[Natural-language object grounding data]

+++

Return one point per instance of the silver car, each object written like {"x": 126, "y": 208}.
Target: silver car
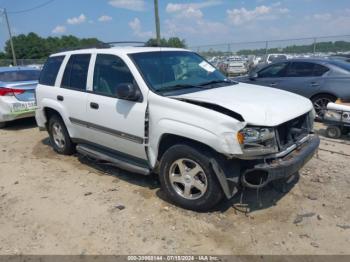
{"x": 17, "y": 93}
{"x": 321, "y": 80}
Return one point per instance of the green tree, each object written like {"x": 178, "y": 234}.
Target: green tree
{"x": 32, "y": 46}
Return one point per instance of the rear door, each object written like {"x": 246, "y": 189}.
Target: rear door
{"x": 115, "y": 123}
{"x": 271, "y": 75}
{"x": 72, "y": 94}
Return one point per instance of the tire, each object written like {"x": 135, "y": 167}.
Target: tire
{"x": 59, "y": 136}
{"x": 333, "y": 132}
{"x": 320, "y": 103}
{"x": 176, "y": 183}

+++

Without the pictures, write out every entry precisely as it appears.

■ **Exercise result**
Return one point per instance of the silver car, each object written like {"x": 126, "y": 208}.
Target: silver car
{"x": 17, "y": 93}
{"x": 321, "y": 80}
Return one point per instance of the green tree, each object written like {"x": 178, "y": 234}.
Target: green tree
{"x": 32, "y": 46}
Return one point per instance of the rear door, each object written like {"x": 246, "y": 189}.
Target: rear door
{"x": 115, "y": 123}
{"x": 271, "y": 75}
{"x": 72, "y": 94}
Return one point per instance of the tire, each object written like {"x": 135, "y": 167}.
Target: tire
{"x": 59, "y": 136}
{"x": 333, "y": 132}
{"x": 320, "y": 103}
{"x": 176, "y": 183}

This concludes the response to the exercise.